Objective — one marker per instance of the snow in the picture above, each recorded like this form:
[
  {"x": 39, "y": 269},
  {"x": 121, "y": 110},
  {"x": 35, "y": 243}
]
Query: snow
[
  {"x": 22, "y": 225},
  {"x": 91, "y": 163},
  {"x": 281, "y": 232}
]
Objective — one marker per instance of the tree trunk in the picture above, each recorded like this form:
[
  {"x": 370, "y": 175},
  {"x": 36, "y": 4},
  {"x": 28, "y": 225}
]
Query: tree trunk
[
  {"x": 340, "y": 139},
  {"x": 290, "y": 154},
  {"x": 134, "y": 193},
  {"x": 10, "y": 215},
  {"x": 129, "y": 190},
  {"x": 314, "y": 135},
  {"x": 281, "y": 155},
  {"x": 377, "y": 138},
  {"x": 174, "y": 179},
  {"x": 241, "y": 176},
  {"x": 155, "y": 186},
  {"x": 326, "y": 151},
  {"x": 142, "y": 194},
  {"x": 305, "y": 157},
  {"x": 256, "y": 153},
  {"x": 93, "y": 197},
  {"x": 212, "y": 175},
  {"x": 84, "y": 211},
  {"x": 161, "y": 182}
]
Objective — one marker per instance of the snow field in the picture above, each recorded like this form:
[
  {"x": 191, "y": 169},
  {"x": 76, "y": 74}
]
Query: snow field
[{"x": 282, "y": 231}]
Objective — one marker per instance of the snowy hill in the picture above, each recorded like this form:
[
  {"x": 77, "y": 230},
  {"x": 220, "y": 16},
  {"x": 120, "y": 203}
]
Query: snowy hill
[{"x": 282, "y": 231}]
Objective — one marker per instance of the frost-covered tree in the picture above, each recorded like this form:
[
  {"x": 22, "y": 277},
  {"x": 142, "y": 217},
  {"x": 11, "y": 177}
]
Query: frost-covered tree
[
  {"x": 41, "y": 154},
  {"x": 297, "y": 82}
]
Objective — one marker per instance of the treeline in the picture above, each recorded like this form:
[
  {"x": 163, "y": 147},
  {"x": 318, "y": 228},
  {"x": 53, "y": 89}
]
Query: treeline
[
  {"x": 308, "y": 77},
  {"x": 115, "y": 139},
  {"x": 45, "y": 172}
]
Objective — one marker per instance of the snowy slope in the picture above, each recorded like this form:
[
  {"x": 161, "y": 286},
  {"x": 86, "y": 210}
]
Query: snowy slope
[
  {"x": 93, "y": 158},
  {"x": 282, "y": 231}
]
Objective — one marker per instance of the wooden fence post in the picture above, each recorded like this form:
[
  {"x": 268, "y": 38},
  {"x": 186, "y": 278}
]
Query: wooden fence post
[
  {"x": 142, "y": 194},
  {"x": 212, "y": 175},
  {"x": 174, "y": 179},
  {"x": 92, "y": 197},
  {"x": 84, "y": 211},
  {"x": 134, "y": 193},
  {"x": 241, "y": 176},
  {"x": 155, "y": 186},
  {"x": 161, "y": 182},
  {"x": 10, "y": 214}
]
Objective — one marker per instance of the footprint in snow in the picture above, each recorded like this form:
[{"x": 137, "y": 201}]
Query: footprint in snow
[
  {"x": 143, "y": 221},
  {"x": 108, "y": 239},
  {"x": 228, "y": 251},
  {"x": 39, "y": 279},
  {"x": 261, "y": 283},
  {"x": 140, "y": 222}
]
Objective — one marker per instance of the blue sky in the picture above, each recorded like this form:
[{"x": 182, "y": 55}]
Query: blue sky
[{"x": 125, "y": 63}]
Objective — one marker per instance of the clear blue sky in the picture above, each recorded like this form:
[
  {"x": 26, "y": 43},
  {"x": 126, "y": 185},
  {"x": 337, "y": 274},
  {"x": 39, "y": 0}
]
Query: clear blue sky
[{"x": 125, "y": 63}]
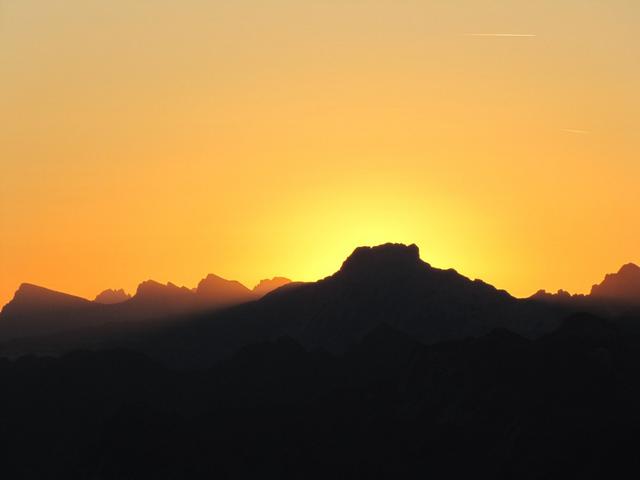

★ ★ ★ ★

§ **Task statement**: Rewrite the whole listing above with every "marker" changed to "point" and all else left as it is. Omit the pictures from your version.

§ **Task result**:
Objective — one point per instance of the snow in the picture above, each recorded like this form:
[
  {"x": 39, "y": 269},
  {"x": 121, "y": 110},
  {"x": 35, "y": 243}
]
Query: snow
[
  {"x": 22, "y": 225},
  {"x": 91, "y": 163},
  {"x": 281, "y": 232}
]
Objective — one point per instance of the tree trunk in the picture above, each recorded like this form:
[
  {"x": 370, "y": 175},
  {"x": 36, "y": 4},
  {"x": 28, "y": 225}
]
Query: tree trunk
[
  {"x": 340, "y": 139},
  {"x": 290, "y": 154},
  {"x": 134, "y": 193},
  {"x": 10, "y": 215},
  {"x": 129, "y": 190},
  {"x": 314, "y": 135},
  {"x": 281, "y": 155},
  {"x": 377, "y": 138},
  {"x": 174, "y": 179},
  {"x": 241, "y": 176},
  {"x": 155, "y": 186},
  {"x": 326, "y": 151},
  {"x": 142, "y": 194},
  {"x": 305, "y": 157},
  {"x": 256, "y": 153},
  {"x": 93, "y": 197},
  {"x": 212, "y": 175},
  {"x": 84, "y": 211},
  {"x": 161, "y": 182}
]
Objective — one point per instance of the snow field in the picture above, each recorded like this form:
[
  {"x": 191, "y": 169},
  {"x": 76, "y": 74}
]
Query: snow field
[{"x": 282, "y": 231}]
Objective — one point per instance of the snowy hill in the picture above, each recorded like this form:
[
  {"x": 77, "y": 230},
  {"x": 220, "y": 16},
  {"x": 120, "y": 203}
]
Query: snowy hill
[{"x": 282, "y": 231}]
Objective — one point per instance of the frost-covered tree in the picture above, each recorded like this form:
[
  {"x": 22, "y": 277},
  {"x": 142, "y": 217},
  {"x": 11, "y": 177}
]
Query: frost-covered tree
[
  {"x": 41, "y": 154},
  {"x": 297, "y": 82}
]
Objective — one point per instance of the treeline in the picture above, each recorded like this form:
[
  {"x": 163, "y": 147},
  {"x": 318, "y": 228},
  {"x": 53, "y": 89}
]
Query: treeline
[
  {"x": 308, "y": 77},
  {"x": 115, "y": 139},
  {"x": 45, "y": 172}
]
Objective — one point per instance of the snowy slope in the picture above, each recorded like this form:
[
  {"x": 161, "y": 286},
  {"x": 86, "y": 210}
]
Query: snowy slope
[
  {"x": 93, "y": 158},
  {"x": 282, "y": 231}
]
Objective — one point per instance of the wooden fence post in the picture above, each recorded like this form:
[
  {"x": 268, "y": 38},
  {"x": 186, "y": 278}
]
Query: wooden fence post
[
  {"x": 142, "y": 194},
  {"x": 212, "y": 175},
  {"x": 174, "y": 179},
  {"x": 92, "y": 197},
  {"x": 84, "y": 211},
  {"x": 134, "y": 193},
  {"x": 241, "y": 176},
  {"x": 155, "y": 186},
  {"x": 161, "y": 182},
  {"x": 10, "y": 214}
]
Objective — one point per instance of the footprint in snow in the picture above, each recorded like this form:
[{"x": 137, "y": 201}]
Query: footprint in snow
[
  {"x": 143, "y": 221},
  {"x": 108, "y": 239},
  {"x": 228, "y": 251},
  {"x": 39, "y": 279},
  {"x": 261, "y": 283},
  {"x": 140, "y": 222}
]
Objective — one point per instance of the blue sky in the picture above, each recorded like this form:
[{"x": 182, "y": 55}]
Query: blue sky
[{"x": 125, "y": 63}]
Objective — one point per instance of the clear blue sky in the picture above, each recorded like this form:
[
  {"x": 26, "y": 43},
  {"x": 126, "y": 185},
  {"x": 337, "y": 274},
  {"x": 39, "y": 0}
]
Query: clear blue sky
[{"x": 125, "y": 63}]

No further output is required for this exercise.